**SET PROBLEM 1**. In the text on how web browsers find web servers, repeat the stretch from "You can think" through "the Internet address." word for word.
**SET PROBLEM 2**. Using the text on how web browsers find web servers, decide whether each statement agrees with it, answering yes or no and quoting the words that settle it: (a) The browser, rather than the server, starts the exchange. (b) The Domain Name System is part of the World Wide Web itself. (c) An actual Internet address is a name rather than a number.

**GIVEN TEXT**.
- - -
2. c ◌ How web browsers find web servers

Web browsers and web servers talk to each other over the Internet. It is the client - the browser - which initiates the exchange. What triggers a browser to do so is the user who enters a URL into the address bar, for example: http://www.example.com.

The Internet is a network of millions of servers distributed all over the world. One of this million of servers serves the www.example.com website. How does your browser connect to exactly this one server?

The first thing the browser needs to do to in its quest to find the right server is to translate the domain name you gave it - www.example.com - into an actual Internet address, which is a number, not a name.

To do so, the browser utilizes an Internet component which is not a part of the World Wide Web itself, but plays a crucial role in making it more comfortable to use: the Domain Name System, or DNS.

You can think of the DNS as a huge telephone book. You know the name of a person, and you use it to look up their telephone number. The DNS offers the same service for browsers - the browser queries the DNS with a domain name like www.example.com, and the DNS tells the browser the Internet address.

You can also query the Domain Name System yourself, from the command line of your virtual Linux box.

To get to a command line, you need to start a Terminal application. To do so, simply click on the Ubuntu symbol in the upper left corner of your Linux desktop. In the search dialogue which opens, type terminal.
- - -
**INFORMATION PROVIDED**.
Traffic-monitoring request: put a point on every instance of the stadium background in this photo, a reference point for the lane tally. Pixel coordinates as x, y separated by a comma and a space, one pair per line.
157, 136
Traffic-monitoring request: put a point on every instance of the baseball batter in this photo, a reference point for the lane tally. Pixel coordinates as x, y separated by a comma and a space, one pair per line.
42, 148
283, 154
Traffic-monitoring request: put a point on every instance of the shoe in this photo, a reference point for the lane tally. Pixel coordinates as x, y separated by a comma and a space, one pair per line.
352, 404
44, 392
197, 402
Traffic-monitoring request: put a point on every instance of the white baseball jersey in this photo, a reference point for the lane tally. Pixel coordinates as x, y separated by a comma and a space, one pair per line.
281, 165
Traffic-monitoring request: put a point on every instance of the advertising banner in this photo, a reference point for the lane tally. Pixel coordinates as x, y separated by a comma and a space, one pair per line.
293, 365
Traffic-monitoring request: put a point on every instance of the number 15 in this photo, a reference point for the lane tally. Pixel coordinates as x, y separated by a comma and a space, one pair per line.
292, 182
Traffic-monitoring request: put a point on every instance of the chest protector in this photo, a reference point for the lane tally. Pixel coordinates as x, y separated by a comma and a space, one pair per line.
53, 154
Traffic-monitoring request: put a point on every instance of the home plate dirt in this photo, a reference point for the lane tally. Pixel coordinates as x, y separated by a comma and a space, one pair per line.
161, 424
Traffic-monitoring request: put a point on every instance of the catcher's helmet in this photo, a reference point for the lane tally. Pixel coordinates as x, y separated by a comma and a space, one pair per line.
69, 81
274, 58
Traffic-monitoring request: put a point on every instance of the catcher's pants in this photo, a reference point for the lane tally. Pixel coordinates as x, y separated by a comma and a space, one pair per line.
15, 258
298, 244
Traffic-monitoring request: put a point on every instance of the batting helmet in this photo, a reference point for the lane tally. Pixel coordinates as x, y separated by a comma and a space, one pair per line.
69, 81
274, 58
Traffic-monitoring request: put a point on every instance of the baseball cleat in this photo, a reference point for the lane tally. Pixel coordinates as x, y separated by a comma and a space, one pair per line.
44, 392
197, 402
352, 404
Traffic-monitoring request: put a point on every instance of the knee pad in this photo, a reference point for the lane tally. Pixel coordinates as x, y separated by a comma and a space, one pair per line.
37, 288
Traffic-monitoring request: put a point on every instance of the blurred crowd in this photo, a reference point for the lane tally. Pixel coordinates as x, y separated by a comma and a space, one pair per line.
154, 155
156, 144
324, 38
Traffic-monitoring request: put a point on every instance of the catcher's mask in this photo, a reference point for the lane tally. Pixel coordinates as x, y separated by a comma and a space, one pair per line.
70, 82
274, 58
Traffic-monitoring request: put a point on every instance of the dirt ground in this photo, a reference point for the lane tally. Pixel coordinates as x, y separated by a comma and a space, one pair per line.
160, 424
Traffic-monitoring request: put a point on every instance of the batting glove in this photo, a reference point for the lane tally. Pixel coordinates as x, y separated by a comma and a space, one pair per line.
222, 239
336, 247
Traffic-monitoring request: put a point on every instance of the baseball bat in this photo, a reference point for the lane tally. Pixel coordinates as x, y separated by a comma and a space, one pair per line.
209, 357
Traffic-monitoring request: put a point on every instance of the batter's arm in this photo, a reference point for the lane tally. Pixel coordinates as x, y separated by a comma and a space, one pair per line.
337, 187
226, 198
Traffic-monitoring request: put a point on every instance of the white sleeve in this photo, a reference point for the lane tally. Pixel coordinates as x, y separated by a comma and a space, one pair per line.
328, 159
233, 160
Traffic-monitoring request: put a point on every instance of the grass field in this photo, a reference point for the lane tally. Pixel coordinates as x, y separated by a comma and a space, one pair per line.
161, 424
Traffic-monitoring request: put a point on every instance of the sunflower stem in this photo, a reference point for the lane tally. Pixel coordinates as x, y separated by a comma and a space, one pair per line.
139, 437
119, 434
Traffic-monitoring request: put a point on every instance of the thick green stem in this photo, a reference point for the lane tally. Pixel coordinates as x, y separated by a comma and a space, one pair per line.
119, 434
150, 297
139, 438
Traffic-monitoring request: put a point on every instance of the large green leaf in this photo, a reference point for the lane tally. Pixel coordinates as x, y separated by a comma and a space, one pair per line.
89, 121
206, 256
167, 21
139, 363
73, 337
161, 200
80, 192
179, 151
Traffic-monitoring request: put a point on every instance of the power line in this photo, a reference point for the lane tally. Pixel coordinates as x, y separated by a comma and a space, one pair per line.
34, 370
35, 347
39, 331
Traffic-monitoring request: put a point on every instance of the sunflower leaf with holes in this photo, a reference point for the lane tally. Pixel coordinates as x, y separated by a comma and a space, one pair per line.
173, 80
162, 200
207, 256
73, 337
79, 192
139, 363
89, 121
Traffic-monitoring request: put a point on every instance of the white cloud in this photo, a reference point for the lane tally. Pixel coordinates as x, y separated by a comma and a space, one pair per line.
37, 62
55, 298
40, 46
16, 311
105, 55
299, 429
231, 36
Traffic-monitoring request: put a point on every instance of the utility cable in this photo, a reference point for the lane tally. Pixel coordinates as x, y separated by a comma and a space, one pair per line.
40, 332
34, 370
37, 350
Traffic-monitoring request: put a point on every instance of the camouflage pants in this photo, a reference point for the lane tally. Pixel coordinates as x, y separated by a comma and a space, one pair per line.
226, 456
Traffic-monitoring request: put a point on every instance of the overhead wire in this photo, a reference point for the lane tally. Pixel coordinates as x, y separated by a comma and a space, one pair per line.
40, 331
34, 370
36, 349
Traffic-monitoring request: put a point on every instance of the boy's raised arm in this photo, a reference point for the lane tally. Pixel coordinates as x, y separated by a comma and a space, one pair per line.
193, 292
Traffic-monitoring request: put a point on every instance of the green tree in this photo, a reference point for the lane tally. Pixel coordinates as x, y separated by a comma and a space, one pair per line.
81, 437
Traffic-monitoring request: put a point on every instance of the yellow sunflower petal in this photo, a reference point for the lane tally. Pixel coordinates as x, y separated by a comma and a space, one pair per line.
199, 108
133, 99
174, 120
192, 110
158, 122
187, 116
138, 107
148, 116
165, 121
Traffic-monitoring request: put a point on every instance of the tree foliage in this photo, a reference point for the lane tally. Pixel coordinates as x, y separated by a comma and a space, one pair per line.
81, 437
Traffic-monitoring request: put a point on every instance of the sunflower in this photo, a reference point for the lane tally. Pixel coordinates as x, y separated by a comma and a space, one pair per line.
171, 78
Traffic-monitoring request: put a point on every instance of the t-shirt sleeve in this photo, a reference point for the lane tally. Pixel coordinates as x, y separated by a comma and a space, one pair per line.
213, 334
- - -
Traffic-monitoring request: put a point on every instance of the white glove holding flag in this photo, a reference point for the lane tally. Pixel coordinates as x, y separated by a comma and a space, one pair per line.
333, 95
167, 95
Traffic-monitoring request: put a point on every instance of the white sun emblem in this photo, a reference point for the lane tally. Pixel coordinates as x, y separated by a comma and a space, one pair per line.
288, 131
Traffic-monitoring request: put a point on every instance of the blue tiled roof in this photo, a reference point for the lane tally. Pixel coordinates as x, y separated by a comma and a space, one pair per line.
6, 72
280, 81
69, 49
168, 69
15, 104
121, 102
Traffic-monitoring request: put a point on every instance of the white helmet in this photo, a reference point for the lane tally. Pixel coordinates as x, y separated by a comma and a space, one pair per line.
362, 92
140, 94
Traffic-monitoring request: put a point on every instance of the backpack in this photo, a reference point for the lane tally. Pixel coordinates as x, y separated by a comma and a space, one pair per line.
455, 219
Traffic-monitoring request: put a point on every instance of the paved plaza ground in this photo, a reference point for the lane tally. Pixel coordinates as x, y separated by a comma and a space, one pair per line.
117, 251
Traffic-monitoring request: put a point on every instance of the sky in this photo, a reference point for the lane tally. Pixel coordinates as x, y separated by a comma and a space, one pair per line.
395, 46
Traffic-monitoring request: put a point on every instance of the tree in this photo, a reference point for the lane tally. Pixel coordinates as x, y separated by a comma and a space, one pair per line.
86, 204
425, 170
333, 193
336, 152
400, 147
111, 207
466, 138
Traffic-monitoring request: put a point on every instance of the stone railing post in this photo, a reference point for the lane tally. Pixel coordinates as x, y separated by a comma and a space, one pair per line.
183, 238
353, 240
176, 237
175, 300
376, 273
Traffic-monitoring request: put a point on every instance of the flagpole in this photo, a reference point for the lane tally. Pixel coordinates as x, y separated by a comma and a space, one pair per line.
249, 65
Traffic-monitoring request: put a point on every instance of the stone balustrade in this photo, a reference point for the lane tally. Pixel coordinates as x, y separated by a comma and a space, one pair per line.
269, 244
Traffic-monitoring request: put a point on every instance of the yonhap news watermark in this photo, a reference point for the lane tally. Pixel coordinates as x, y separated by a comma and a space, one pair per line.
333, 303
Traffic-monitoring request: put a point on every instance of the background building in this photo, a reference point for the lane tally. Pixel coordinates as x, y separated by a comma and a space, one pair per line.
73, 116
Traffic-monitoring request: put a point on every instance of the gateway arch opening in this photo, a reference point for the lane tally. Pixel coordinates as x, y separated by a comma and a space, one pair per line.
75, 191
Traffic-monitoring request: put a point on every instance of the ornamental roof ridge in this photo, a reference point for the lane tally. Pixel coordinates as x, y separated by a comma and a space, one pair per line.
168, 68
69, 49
- - -
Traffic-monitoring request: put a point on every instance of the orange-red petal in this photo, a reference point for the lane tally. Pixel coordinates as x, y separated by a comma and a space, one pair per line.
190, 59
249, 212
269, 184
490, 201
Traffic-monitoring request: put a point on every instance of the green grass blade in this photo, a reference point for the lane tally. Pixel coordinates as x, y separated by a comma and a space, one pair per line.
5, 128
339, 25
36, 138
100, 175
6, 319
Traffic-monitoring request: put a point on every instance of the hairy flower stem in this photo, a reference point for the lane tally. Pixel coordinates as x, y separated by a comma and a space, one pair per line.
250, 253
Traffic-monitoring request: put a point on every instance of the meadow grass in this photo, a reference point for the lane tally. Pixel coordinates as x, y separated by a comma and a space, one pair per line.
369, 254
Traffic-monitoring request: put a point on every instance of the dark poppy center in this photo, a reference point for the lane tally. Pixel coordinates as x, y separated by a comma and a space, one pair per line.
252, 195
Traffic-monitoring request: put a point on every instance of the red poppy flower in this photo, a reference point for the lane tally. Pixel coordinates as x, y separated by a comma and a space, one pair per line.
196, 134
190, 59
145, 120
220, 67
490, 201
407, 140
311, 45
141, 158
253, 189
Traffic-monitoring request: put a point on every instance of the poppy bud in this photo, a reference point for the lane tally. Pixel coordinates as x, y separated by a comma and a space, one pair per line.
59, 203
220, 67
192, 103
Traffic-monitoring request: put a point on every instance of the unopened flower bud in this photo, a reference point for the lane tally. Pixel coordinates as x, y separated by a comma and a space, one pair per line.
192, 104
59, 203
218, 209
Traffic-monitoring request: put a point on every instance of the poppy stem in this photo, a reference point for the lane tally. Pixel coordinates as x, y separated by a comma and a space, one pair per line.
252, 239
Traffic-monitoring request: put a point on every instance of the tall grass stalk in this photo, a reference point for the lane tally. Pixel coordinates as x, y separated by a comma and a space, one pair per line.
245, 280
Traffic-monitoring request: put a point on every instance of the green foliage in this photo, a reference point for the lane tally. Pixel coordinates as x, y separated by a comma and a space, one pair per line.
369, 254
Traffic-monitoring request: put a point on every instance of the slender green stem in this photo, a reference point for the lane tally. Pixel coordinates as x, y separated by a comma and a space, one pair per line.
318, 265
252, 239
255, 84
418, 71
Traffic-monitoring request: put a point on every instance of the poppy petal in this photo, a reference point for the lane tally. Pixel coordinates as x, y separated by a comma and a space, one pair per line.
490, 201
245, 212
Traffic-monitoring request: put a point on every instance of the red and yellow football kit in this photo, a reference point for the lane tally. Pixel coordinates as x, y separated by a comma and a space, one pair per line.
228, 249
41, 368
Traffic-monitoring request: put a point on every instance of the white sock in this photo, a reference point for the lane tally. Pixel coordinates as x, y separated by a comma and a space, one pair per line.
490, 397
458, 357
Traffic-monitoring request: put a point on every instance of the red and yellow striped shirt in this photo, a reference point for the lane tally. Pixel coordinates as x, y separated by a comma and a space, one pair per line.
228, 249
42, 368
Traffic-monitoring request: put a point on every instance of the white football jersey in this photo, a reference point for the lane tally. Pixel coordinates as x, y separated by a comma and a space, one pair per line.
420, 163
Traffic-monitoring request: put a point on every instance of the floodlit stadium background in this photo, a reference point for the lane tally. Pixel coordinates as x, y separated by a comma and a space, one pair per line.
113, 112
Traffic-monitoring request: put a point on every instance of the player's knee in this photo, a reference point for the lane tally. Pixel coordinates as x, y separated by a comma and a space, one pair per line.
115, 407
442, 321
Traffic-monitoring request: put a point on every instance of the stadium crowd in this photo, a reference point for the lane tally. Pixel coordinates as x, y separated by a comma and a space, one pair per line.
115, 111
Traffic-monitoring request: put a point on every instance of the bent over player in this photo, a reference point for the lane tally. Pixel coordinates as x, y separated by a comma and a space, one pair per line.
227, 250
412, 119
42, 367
- - -
**FINISHED ANSWER 1**.
You can think of the DNS as a huge telephone book. You know the name of a person, and you use it to look up their telephone number. The DNS offers the same service for browsers - the browser queries the DNS with a domain name like www.example.com, and the DNS tells the browser the Internet address.

**FINISHED ANSWER 2**.
(a) Yes: "It is the client - the browser - which initiates the exchange."
(b) No: "an Internet component which is not a part of the World Wide Web itself"
(c) No: "an actual Internet address, which is a number, not a name."